Tâche courte 1:
Recopiez le passage de l'article sur le réseau RTP-doc, en commençant à "L’aventure commence en" et en terminant à "communication ou l’histoire.".
Tâche courte 2:
Poursuivez l'article sur le réseau RTP-doc en écrivant ce qui vient après sa dernière phrase.

Texte:
Frédéric SULTAN, Jean-Michel SALAÜN
03 / 2010
En 2006, Jean-Michel Salaün présente, dans la postface de l’ouvrage collectif « Le document à la lumière du numérique » (C&F éditions, 2006), la manière dont il a animé le réseau RTP-doc. RTP-doc est le Réseau Thématique Prioritaire mis en place par le CNRS pour définir avec les scientifiques les orientations de la recherche sur le document numérique. L’article qui suit s’appuie à la fois sur la postface et sur une interview de J.-M. Salaün, réalisé trois ans après les faits, pour identifier certains leviers d’une facilitation réussie.
L’aventure commence en 2003. Le CNRS a lancé des Réseaux Thématiques Prioritaires (RTP) sur des sujets pour lesquels devaient être définis de nouvelles politiques de recherche. Jean-Michel Salaün est sollicité pour animer l’un de ces réseaux sur le thème du document numérique. Le défi pour lui consistera à faire travailler ensemble des gens qui souvent ne se connaissent pas et se situent dans des disciplines, et donc des approches, différentes, telles que la linguistique, l’informatique, la sémiologie, les sciences de la communication ou l’histoire.
Cette communauté va mettre en scène Roger T. Pédauque (homonyme de RTP-doc) l’auteur collectif des textes du réseau. RT. Pédauque signe ainsi trois textes collectifs rassemblés dans un ouvrage publié sous le titre « Le Document à la lumière du numérique : forme, texte, médium : comprendre le rôle du document numérique dans l’émergence d’une nouvelle modernité ». La postface de cet ouvrage nous explique comment s’est mis en place et déroulé ce jeu de rôle.
Difficultés et limites de l’exercice
Quelques années après, Jean-Michel Salaün est revenu sur cette expérience lors d’une interview. Selon lui, si avec le recul, les dimensions ludique et humoristique de cette démarche en ont fait une aventure collective, il a d’abord fallut déployer beaucoup d’énergie pour voir les premiers participants s’engager et contribuer. Pour cela, il avait choisi de convaincre les personnalités reconnues dans leur discipline pour ensuite faire tache d’huile dans leurs milieux. Les relances régulières, les discussions en aparté avec les personnes dont il sait qu’elles ont des avis important dans ce débat, permettent de nourrir les échanges. Enfin, ce sera la notoriété du débat dans ce milieu qui va attirer les personnes concernées qui ne veulent pas en être absente.

Lignes de données:
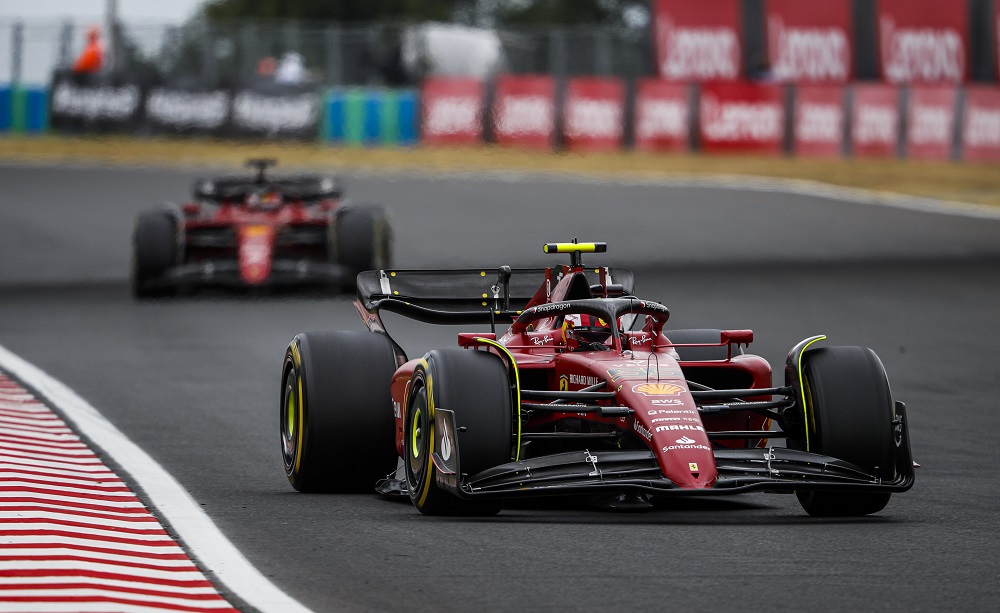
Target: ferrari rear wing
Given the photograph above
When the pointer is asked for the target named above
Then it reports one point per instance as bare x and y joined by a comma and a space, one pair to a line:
462, 296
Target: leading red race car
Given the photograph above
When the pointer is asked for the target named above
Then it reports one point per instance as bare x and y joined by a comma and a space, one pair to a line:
259, 230
586, 393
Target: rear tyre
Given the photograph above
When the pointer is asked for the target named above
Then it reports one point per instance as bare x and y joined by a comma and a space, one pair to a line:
475, 386
155, 250
850, 411
336, 419
363, 238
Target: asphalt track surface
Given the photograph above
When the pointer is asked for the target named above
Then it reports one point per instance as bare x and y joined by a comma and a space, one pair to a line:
194, 382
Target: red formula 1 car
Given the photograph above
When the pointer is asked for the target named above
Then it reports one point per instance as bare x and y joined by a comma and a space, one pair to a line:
259, 230
586, 393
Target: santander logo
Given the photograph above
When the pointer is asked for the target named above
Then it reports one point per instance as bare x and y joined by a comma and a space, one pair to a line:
740, 121
697, 53
811, 54
921, 54
453, 115
525, 115
594, 118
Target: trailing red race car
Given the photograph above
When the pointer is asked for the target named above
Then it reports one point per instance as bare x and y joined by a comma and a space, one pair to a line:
259, 230
585, 393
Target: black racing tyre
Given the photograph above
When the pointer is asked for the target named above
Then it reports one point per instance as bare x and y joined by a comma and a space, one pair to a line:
850, 411
476, 387
154, 251
700, 335
363, 237
336, 418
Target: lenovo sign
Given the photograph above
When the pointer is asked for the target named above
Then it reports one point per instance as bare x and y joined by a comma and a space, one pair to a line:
593, 117
698, 43
809, 41
524, 111
662, 116
818, 124
923, 41
741, 117
981, 124
875, 121
930, 122
452, 111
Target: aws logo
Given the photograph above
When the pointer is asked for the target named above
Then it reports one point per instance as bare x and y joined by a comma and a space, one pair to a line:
658, 389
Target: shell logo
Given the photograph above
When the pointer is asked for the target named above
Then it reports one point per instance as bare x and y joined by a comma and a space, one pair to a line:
658, 389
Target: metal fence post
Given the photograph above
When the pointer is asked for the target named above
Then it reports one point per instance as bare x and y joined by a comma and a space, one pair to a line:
334, 60
557, 53
66, 44
16, 49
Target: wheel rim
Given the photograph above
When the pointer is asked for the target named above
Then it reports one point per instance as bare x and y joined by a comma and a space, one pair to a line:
417, 437
290, 420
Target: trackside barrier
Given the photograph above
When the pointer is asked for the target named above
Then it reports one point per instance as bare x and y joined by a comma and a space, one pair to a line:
369, 117
24, 110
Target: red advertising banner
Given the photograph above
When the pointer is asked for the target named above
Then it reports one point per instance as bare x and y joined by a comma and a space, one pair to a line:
452, 111
662, 116
923, 41
875, 122
524, 111
819, 120
930, 122
594, 114
809, 41
981, 124
698, 40
742, 117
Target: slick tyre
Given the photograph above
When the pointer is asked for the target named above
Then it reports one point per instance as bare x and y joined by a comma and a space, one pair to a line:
363, 237
155, 247
849, 412
336, 420
476, 387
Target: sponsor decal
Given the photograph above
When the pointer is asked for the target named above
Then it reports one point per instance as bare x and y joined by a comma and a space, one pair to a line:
180, 109
95, 103
670, 402
659, 118
272, 114
921, 53
524, 115
808, 53
819, 123
690, 53
672, 412
593, 118
451, 115
637, 370
658, 389
641, 431
982, 126
741, 121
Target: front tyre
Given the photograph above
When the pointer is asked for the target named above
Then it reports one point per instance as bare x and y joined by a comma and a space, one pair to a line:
155, 250
336, 419
475, 386
850, 415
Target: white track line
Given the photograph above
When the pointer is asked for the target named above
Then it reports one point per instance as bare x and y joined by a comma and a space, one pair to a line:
172, 502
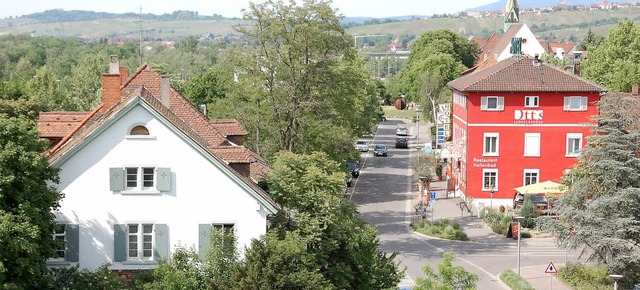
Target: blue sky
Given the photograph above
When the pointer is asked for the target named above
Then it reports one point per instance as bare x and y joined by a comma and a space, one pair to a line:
231, 8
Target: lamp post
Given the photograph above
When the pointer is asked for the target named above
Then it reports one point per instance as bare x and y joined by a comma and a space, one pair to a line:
615, 278
518, 218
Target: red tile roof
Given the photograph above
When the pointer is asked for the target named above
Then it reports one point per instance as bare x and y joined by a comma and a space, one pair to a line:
59, 124
523, 74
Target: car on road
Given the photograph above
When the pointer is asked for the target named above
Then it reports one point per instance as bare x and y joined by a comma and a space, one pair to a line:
362, 145
380, 150
402, 131
402, 142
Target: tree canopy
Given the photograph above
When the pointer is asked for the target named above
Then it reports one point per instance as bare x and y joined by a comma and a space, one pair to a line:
27, 197
601, 209
615, 62
300, 84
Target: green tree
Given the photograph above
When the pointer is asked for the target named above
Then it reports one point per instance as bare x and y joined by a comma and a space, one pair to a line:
27, 196
601, 209
336, 241
300, 84
615, 63
591, 41
449, 277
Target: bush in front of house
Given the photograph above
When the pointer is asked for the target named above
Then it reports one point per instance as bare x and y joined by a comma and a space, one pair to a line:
444, 229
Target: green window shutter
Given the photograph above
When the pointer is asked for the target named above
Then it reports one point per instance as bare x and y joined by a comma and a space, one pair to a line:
163, 179
72, 251
204, 233
161, 247
116, 179
119, 243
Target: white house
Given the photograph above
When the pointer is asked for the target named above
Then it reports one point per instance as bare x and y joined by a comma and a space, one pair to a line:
142, 175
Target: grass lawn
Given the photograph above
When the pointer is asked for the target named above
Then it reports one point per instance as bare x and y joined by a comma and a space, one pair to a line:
444, 229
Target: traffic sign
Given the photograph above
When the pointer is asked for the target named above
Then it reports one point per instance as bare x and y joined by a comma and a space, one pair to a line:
551, 269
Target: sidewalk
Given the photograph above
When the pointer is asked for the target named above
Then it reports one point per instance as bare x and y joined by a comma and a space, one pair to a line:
447, 207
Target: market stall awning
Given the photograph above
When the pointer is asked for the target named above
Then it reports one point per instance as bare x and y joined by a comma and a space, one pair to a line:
542, 187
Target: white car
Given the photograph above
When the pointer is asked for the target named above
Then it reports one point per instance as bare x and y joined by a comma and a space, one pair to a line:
402, 131
362, 145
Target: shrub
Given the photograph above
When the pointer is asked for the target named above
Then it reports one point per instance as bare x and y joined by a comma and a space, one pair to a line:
514, 281
579, 276
445, 229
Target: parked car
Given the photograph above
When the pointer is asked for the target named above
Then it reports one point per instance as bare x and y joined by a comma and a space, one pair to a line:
539, 201
362, 145
380, 150
402, 131
354, 170
402, 142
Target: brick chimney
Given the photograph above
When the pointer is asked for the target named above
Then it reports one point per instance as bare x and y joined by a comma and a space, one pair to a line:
111, 83
165, 90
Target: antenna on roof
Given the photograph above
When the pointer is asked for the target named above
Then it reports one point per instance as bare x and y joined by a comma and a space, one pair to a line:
141, 34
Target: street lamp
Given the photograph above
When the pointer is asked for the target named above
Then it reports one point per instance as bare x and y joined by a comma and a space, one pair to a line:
615, 279
518, 218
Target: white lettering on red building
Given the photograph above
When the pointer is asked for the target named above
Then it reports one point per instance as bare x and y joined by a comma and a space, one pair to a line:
485, 162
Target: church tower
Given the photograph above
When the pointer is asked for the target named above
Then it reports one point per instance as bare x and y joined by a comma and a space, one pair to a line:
511, 14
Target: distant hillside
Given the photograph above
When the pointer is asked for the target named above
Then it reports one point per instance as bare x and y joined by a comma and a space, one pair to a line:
498, 5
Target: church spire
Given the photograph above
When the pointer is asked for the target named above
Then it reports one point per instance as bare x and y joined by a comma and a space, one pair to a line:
511, 14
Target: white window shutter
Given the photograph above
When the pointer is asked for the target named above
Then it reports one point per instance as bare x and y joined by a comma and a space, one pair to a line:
116, 179
163, 179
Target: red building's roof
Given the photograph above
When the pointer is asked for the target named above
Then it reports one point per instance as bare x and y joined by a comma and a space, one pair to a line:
523, 74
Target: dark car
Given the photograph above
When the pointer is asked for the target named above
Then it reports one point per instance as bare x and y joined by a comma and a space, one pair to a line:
380, 150
402, 142
354, 169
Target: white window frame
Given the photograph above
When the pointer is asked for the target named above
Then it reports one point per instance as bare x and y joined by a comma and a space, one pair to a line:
484, 144
531, 172
572, 100
141, 173
528, 100
484, 103
485, 174
60, 236
527, 138
140, 242
569, 150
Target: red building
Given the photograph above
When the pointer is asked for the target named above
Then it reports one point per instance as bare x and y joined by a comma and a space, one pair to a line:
518, 122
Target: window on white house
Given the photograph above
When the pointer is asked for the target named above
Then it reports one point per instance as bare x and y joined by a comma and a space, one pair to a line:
140, 178
531, 101
492, 103
531, 176
574, 103
60, 240
574, 144
140, 241
532, 144
490, 179
491, 144
139, 130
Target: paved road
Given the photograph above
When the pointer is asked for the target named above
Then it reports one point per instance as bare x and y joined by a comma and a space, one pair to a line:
385, 193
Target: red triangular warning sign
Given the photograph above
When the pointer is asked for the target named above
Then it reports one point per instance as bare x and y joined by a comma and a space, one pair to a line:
551, 269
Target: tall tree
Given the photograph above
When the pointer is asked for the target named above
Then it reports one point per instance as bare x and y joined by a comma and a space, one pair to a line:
336, 242
27, 197
300, 80
601, 209
615, 63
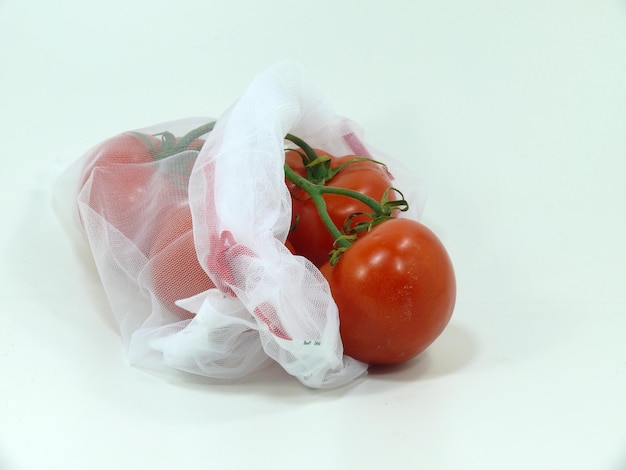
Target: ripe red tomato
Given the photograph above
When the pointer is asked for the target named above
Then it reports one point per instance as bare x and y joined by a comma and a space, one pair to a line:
123, 175
309, 236
120, 162
395, 290
174, 267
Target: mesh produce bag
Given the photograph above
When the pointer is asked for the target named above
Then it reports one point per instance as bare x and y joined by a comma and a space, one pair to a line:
190, 246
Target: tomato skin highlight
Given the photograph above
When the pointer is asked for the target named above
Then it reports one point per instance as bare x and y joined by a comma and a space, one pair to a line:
309, 236
395, 290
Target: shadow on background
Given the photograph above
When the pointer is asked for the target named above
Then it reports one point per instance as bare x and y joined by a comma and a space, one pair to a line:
450, 353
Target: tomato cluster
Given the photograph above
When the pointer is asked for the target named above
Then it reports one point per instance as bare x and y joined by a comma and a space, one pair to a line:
391, 277
123, 179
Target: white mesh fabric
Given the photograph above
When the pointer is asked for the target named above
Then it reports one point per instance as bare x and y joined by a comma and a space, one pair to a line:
230, 216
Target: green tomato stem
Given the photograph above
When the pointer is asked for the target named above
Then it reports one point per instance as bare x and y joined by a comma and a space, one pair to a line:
315, 191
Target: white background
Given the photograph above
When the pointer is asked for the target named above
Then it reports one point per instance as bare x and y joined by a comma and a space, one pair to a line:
513, 113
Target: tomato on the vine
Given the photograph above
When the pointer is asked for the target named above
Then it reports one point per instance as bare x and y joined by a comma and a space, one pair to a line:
395, 290
122, 171
309, 235
174, 268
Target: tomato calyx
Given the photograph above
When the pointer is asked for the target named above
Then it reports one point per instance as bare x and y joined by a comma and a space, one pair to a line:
317, 166
172, 145
343, 238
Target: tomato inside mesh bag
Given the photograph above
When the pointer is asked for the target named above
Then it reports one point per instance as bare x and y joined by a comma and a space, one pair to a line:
188, 237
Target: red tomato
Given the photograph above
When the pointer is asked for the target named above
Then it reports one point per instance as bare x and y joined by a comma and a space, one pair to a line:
124, 156
124, 178
310, 237
395, 290
174, 267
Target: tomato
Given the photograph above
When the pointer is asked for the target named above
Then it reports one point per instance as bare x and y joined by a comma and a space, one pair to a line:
174, 267
395, 290
123, 178
175, 271
309, 236
121, 163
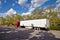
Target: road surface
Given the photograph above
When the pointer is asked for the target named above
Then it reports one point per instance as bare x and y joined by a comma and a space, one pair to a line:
27, 34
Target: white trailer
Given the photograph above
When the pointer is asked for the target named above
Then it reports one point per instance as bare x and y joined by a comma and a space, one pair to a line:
37, 23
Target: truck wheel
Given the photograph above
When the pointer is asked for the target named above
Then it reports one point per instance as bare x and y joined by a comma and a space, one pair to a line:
47, 29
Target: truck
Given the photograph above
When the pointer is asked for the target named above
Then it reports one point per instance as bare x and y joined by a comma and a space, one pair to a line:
36, 23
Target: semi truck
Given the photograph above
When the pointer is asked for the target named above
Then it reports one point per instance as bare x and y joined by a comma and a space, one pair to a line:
36, 23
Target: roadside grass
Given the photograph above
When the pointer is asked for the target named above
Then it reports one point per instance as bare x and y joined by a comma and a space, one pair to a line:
55, 28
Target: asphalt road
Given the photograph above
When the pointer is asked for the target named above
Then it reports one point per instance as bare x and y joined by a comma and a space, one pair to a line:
26, 34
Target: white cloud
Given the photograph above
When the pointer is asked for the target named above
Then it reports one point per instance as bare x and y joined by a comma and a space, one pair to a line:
21, 2
37, 3
0, 2
34, 4
57, 1
11, 12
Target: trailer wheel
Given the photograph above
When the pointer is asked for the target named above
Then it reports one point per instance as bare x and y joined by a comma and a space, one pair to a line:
22, 26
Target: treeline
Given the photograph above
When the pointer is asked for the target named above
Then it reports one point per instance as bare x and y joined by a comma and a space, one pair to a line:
38, 13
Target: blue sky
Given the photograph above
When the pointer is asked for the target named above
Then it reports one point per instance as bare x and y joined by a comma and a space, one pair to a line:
24, 6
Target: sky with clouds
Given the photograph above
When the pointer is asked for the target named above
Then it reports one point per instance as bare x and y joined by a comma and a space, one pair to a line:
24, 7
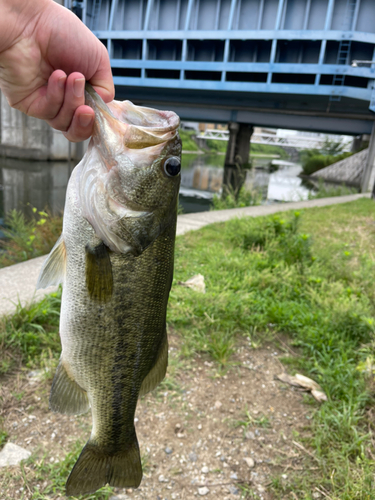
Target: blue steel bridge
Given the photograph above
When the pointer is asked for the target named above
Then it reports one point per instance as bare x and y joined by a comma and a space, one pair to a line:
274, 63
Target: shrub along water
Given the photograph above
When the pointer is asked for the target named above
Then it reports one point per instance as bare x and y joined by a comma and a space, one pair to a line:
26, 238
307, 275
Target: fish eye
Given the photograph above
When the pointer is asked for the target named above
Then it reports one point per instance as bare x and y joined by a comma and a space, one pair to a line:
172, 166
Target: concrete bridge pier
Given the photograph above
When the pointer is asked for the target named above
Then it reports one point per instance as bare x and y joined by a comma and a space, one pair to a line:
237, 157
368, 177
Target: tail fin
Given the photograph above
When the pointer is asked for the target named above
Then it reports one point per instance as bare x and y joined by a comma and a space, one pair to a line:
95, 468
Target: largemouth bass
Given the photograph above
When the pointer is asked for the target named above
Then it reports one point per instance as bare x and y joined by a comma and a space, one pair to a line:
115, 261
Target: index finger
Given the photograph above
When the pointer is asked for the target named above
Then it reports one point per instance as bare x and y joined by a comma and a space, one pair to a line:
102, 80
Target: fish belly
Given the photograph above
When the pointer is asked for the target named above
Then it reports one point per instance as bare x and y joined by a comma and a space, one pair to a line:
114, 351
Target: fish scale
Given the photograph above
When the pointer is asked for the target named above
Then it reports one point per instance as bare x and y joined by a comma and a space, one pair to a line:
115, 260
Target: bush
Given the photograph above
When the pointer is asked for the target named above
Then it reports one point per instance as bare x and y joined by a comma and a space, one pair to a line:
26, 239
188, 143
327, 191
245, 198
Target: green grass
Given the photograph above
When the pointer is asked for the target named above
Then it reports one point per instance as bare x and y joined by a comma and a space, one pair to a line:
309, 276
34, 472
30, 336
306, 275
28, 237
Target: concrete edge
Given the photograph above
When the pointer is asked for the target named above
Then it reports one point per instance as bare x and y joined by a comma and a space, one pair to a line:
18, 282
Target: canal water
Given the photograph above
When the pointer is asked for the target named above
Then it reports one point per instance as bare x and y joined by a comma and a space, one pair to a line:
43, 184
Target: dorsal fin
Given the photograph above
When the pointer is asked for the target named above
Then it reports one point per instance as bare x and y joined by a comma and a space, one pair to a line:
53, 270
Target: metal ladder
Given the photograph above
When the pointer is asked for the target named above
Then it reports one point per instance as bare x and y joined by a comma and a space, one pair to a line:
96, 8
344, 47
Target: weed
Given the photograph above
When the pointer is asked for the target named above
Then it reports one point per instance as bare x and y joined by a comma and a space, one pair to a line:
28, 238
30, 335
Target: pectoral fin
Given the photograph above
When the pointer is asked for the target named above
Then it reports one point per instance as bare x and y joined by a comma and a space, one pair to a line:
53, 270
99, 279
157, 373
66, 395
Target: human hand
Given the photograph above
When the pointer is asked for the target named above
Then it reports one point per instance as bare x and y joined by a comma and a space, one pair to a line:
46, 53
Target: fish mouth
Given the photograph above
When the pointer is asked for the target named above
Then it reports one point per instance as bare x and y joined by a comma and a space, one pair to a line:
123, 124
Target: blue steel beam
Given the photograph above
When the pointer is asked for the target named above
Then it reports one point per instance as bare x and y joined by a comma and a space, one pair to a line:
236, 35
223, 44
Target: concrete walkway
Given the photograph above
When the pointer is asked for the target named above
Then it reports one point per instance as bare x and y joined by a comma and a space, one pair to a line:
17, 283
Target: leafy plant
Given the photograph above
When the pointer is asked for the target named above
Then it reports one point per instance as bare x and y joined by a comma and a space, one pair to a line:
26, 238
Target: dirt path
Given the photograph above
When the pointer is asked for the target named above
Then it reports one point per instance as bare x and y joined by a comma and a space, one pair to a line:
190, 433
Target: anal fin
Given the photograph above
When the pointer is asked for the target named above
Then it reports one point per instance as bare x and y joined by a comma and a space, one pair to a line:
99, 279
158, 371
66, 395
53, 270
96, 467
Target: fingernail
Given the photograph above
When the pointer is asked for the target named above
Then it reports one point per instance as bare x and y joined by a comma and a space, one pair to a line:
61, 82
79, 87
85, 120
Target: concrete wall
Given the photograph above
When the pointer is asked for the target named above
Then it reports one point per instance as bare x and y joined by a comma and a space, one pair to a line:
24, 137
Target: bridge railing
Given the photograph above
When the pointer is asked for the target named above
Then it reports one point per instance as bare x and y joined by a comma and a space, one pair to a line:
263, 46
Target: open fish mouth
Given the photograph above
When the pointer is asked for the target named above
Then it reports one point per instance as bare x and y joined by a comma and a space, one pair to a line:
125, 148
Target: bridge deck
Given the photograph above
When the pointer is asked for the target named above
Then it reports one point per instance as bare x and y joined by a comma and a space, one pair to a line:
266, 56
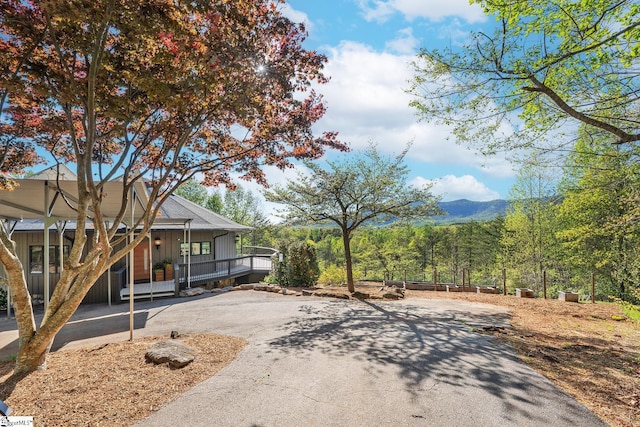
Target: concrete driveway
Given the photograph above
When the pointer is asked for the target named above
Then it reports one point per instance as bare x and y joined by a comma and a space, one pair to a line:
326, 362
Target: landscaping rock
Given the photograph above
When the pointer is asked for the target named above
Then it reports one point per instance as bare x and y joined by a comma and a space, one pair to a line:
176, 354
330, 294
191, 292
392, 295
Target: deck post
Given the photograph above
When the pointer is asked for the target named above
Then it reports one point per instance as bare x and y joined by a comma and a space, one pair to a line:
176, 280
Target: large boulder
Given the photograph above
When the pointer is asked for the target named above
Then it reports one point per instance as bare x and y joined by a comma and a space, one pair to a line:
176, 354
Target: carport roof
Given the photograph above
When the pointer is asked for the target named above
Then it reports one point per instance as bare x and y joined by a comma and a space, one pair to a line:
29, 202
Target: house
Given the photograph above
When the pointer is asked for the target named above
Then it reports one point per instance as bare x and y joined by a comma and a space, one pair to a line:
194, 246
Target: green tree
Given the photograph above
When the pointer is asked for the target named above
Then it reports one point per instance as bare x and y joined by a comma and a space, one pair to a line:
530, 226
214, 202
193, 191
143, 90
299, 265
358, 190
245, 208
598, 231
547, 66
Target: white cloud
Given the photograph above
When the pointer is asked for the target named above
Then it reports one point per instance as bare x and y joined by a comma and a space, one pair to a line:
296, 16
452, 187
275, 177
367, 102
405, 43
434, 10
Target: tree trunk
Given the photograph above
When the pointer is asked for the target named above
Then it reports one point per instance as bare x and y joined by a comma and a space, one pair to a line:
347, 257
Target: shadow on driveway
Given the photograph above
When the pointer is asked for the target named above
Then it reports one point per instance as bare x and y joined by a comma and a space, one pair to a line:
428, 347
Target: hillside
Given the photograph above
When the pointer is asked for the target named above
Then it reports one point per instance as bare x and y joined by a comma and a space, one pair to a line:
466, 211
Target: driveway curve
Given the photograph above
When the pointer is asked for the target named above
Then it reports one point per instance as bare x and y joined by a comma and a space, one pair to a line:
325, 362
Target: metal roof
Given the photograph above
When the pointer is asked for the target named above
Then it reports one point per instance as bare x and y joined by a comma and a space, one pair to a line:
47, 190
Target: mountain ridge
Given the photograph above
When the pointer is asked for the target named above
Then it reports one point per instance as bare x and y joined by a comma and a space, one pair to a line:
464, 210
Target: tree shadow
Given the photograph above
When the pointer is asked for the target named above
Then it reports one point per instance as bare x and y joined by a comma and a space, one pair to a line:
426, 346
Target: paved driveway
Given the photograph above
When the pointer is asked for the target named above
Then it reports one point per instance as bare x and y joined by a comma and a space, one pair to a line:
325, 362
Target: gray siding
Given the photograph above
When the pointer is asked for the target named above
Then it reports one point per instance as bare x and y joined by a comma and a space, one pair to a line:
222, 246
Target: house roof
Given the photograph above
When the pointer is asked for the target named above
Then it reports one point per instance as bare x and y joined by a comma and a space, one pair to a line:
176, 211
27, 203
29, 199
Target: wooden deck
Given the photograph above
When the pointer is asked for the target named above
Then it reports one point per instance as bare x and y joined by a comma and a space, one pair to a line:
201, 273
165, 288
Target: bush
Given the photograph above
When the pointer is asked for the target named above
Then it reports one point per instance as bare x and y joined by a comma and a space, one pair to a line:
299, 266
333, 275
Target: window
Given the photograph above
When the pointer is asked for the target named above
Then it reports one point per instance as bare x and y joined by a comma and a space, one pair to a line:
206, 248
195, 248
36, 258
184, 249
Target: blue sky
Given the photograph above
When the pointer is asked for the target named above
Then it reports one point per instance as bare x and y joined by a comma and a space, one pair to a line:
369, 44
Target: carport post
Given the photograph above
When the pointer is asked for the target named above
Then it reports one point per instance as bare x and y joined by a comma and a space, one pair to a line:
504, 281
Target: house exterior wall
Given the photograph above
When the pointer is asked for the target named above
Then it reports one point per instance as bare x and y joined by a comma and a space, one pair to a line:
206, 245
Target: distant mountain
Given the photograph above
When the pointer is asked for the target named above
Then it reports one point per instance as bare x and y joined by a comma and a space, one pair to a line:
466, 211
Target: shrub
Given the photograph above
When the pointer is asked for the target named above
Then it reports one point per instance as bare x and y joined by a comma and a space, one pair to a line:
333, 275
299, 266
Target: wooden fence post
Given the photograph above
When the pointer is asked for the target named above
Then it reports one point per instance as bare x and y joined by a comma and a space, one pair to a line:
504, 281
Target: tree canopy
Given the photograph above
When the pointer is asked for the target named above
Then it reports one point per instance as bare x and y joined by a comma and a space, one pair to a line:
546, 68
153, 91
360, 189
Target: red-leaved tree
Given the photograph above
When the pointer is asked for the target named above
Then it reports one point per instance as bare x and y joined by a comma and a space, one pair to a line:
144, 90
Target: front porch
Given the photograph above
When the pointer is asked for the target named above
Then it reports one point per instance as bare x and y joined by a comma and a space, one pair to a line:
198, 273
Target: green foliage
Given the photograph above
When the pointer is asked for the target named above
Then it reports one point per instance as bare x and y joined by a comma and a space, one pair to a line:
333, 275
547, 67
214, 202
359, 190
193, 191
299, 265
598, 231
3, 297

Résultat 1:
L’aventure commence en 2003. Le CNRS a lancé des Réseaux Thématiques Prioritaires (RTP) sur des sujets pour lesquels devaient être définis de nouvelles politiques de recherche. Jean-Michel Salaün est sollicité pour animer l’un de ces réseaux sur le thème du document numérique. Le défi pour lui consistera à faire travailler ensemble des gens qui souvent ne se connaissent pas et se situent dans des disciplines, et donc des approches, différentes, telles que la linguistique, l’informatique, la sémiologie, les sciences de la communication ou l’histoire.

Résultat 2:
L’idée de mettre en scène le personnage de Roger T. Pédauque est aussi un choix tactique. Pour Jean-Michel Salaün, la qualité du débat dépend beaucoup de la manière dont il saura gérer la reconnaissance et la notoriété de ses contributeurs. Il lui faut donc se mettre en retrait pour favoriser la participation. Le travail de Roger T. Pédauque a aussi eu des effets directs de réseautage dans le milieu scientifique et au-delà. Il a permis de remettre au goût du jour la question du document numérique au moment où la tendance était de s’intéresser plutôt aux données, leurs natures, leurs usages, … etc.
Plus que des difficultés, ce sont donc des limites que rencontre cet exercice. La nature du texte produit n’est pas sans poser des questions pour son usage. En cherchant à refléter fidèlement la diversité des idées, perspectives et opinions des participants, ces textes présentent des visions qui peuvent être parfois contradictoires. Ils permettent de réfléchir, de lancer des idées, d’aller un peu plus loin, mais ce ne sont pas des textes scientifiques. Ils donnent à voir un état de la réflexion scientifique sur le document numérique à la date de ce débat.
Cette expérience est-elle reproductible ? De nombreux sujets, comme par exemple l’identité numérique ou les biens communs, pourraient faire l’objet d’un travail de ce type car ils requièrent une large transversalité disciplinaire et de nombreuses entrées conceptuelles. Pour cela, la disponibilité des moyens est déterminante. Sans le financement par l’institution de recherche du temps de travail de chercheurs pour conduire ce travail collectif de prospective, il aurait été impossible de mettre en place un tel chantier.
L’animateur entre « dictature bienveillante » et autogestion
Dans ce projet, l’animateur des débats - Jean-Michel Salaün dans cas-ci - est essentiel. Par certains aspects, la description qu’il nous fait de son propre rôle rappelle la figure du « dictateur bienveillant » (6) popularisée dans l’univers du logiciel libre (7).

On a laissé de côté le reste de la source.